Referring expression pointing data
----------

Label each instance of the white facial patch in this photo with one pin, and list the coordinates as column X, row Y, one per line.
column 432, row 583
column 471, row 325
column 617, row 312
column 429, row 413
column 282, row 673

----------

The response should consist of all the entries, copied without any alteration.

Label each instance of the white facial patch in this photo with one pin, and list the coordinates as column X, row Y, one per line.
column 432, row 583
column 471, row 325
column 617, row 312
column 429, row 413
column 282, row 673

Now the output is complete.